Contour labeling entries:
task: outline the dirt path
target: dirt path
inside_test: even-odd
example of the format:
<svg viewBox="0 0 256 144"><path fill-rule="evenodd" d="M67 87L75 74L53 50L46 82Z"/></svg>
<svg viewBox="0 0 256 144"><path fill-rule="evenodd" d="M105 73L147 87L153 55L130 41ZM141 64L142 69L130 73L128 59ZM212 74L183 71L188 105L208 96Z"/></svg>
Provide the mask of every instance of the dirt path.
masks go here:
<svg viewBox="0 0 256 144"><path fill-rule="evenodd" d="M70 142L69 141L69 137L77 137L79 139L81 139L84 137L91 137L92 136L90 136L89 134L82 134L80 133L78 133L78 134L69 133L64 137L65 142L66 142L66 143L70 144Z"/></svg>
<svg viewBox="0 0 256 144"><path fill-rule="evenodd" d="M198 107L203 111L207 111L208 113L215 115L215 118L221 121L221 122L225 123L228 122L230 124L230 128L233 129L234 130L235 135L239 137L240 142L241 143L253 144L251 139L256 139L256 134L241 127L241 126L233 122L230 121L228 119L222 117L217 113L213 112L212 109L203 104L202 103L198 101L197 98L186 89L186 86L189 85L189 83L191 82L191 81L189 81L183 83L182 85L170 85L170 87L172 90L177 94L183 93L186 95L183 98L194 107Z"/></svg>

Goal → Print every line of the records above again, with no changes at all.

Solution to this problem →
task: outline the dirt path
target: dirt path
inside_test: even-odd
example of the format:
<svg viewBox="0 0 256 144"><path fill-rule="evenodd" d="M67 87L75 74L53 50L46 82Z"/></svg>
<svg viewBox="0 0 256 144"><path fill-rule="evenodd" d="M105 73L147 87L153 55L130 41ZM141 64L142 69L130 73L128 59ZM212 74L183 71L188 105L208 96Z"/></svg>
Provide the mask of every instance of the dirt path.
masks go here:
<svg viewBox="0 0 256 144"><path fill-rule="evenodd" d="M70 142L69 141L69 137L77 137L79 139L81 139L84 137L91 137L92 136L90 136L89 134L82 134L80 133L78 133L78 134L69 133L64 137L65 142L66 142L66 143L70 144Z"/></svg>
<svg viewBox="0 0 256 144"><path fill-rule="evenodd" d="M198 107L203 111L207 111L208 113L215 115L215 118L221 121L221 122L225 123L228 122L230 124L230 128L233 129L234 130L235 135L239 137L240 142L241 143L253 144L251 139L256 139L256 134L241 127L241 126L233 122L230 121L228 119L222 117L217 113L213 112L212 109L203 104L202 103L198 101L197 98L186 89L186 86L189 85L189 83L191 82L191 81L189 81L183 83L182 85L170 85L170 87L172 90L177 94L183 93L186 95L183 98L194 107Z"/></svg>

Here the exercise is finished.